_Given task 1:_ Arrange the records from the line containing "Mark the metal" through the final line of the records, inclusive, as a Markdown table with the columns Row and Record line, omitting any blank lines.

— Start Text excerpt —

During quarantine, an unlikely source of comfort has emerged in my aunt’s collection of Elvis-inspired cookbooks
No object is immune from Elvis-ification. The king’s face has been plastered on nearly every household item, from pillows to (somehow unironically) toilet paper. For cooking paraphernalia, Graceland offers a collection of kitchen tchotchkes for diehard fans, in addition to the Elvis-themed pot holders, cutting boards, and spoons on Amazon and Etsy. If you want to really bring the king of rock and roll into your kitchen, though, pick up one of the cookbooks. An entire cottage industry of Elvis “themed” cookbooks, most written by his former personal cooks or relatives banking on the Presley last name, popped up decades after Elvis’s death. The titles include The Wonder of You: The Elvis Fans Cookbook (1984) and The Wonder of You Volume II (1986), The Presley Family & Friends Cookbook (1998), The I Love Elvis Cookbook (1998), From Elvis’ Kitchen to Yours (2002), All Cooked Up (2005), The Presley Family Cookbook (2013), and easily the best title, Are You Hungry Tonight? (1992).
I probably listen to Elvis more than the average millennial, but I’m no superfan. Despite that, a copy of that last one sat idle on my kitchen shelf in Brooklyn for years, gifted to me by an aunt who went through “a phase.” But while trapped at my family home in Los Angeles, I have recently found myself drawn to another title my aunt passed on, Fit for a King: The Elvis Presley Cookbook (1992). To cook from the book is to step back into the “simpler time” of midcentury America — or at least, a ’90s author’s vision of that simpler time — one peppered with the feelings that come with a collection of family recipes, foods passed down a few generations with rough instructions and eyeballed measurements. Like the re-surging victory garden trend that has inspired Americans to turn their anxiety into something actionable, it’s one means of comfort.
But, unlike a victory garden, which you probably want to show off on social media, quarantining with Elvis offers the perfect excuse to eat like no one is watching. Like many people, I’m turning to rich food choices for comfort during this crisis, a task made all the easier by Fit for a King. The book reflects Elvis’s notorious appetite and hedonistic taste for fried and sugar-laden treats, and coaxes readers to make heaving dishes like an aggressive grandmother pushing seconds and thirds onto your plate without asking. During everyday life, when chickpeas and roasted veggies rule my diet, it’s hard to justify pouring gravy on breaded salt pork fried in bacon fat. After being cooped up for weeks, though, I say pass the gravy boat.

— End Text excerpt —
— Start The input —

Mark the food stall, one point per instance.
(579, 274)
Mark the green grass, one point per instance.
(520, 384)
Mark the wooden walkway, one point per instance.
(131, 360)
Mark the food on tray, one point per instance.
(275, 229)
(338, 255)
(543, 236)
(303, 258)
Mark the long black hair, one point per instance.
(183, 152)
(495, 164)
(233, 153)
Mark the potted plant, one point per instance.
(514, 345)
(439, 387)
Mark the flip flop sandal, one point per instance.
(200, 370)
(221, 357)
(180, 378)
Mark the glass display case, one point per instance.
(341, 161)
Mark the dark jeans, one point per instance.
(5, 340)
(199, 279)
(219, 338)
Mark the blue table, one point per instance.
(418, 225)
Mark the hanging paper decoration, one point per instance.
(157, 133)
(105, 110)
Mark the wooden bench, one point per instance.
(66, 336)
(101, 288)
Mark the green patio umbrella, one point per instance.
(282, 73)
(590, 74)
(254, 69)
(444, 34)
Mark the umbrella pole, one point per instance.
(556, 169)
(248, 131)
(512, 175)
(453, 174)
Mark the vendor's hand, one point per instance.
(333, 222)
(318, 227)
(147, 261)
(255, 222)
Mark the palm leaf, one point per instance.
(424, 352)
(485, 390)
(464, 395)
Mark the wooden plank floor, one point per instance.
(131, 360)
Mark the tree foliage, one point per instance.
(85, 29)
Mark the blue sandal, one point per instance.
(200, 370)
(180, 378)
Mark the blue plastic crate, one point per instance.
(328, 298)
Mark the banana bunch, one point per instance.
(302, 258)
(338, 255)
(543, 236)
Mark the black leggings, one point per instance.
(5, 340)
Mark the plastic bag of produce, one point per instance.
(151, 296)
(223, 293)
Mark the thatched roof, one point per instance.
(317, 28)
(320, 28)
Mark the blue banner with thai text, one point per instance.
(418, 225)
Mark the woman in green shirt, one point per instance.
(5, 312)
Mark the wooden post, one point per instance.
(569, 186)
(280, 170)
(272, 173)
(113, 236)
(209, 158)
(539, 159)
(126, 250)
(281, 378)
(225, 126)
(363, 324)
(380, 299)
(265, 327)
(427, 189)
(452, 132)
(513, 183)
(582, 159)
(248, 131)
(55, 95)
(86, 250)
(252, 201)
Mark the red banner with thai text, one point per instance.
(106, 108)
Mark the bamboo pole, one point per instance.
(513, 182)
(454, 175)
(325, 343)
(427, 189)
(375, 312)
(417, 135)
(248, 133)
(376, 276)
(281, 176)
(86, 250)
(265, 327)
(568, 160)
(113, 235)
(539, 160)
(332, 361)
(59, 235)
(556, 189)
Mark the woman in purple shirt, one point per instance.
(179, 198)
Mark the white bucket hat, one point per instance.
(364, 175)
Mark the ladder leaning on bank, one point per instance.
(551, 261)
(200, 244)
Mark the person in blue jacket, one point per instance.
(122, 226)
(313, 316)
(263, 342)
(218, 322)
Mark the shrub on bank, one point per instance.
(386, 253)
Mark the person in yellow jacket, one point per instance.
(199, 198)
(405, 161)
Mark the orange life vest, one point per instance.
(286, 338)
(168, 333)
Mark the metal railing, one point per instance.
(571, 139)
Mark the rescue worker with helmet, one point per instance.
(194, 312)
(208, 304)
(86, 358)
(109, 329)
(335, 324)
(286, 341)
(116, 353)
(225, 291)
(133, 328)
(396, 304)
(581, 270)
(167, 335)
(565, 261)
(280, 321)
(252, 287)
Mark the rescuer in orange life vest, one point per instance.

— End The input —

_Given task 2:_ Set down, word for word, the passage of the Elvis cookbook article between "I probably listen" and "means of comfort.", inclusive.

_Full output 1:_
| Row | Record line |
|---|---|
| 1 | Mark the metal railing, one point per instance. |
| 2 | (571, 139) |
| 3 | Mark the rescue worker with helmet, one point per instance. |
| 4 | (194, 312) |
| 5 | (208, 304) |
| 6 | (86, 358) |
| 7 | (109, 329) |
| 8 | (335, 324) |
| 9 | (286, 341) |
| 10 | (116, 353) |
| 11 | (225, 291) |
| 12 | (133, 328) |
| 13 | (396, 304) |
| 14 | (581, 270) |
| 15 | (167, 335) |
| 16 | (565, 261) |
| 17 | (280, 321) |
| 18 | (252, 287) |
| 19 | Mark the rescuer in orange life vest, one point per instance. |

_Full output 2:_
I probably listen to Elvis more than the average millennial, but I’m no superfan. Despite that, a copy of that last one sat idle on my kitchen shelf in Brooklyn for years, gifted to me by an aunt who went through “a phase.” But while trapped at my family home in Los Angeles, I have recently found myself drawn to another title my aunt passed on, Fit for a King: The Elvis Presley Cookbook (1992). To cook from the book is to step back into the “simpler time” of midcentury America — or at least, a ’90s author’s vision of that simpler time — one peppered with the feelings that come with a collection of family recipes, foods passed down a few generations with rough instructions and eyeballed measurements. Like the re-surging victory garden trend that has inspired Americans to turn their anxiety into something actionable, it’s one means of comfort.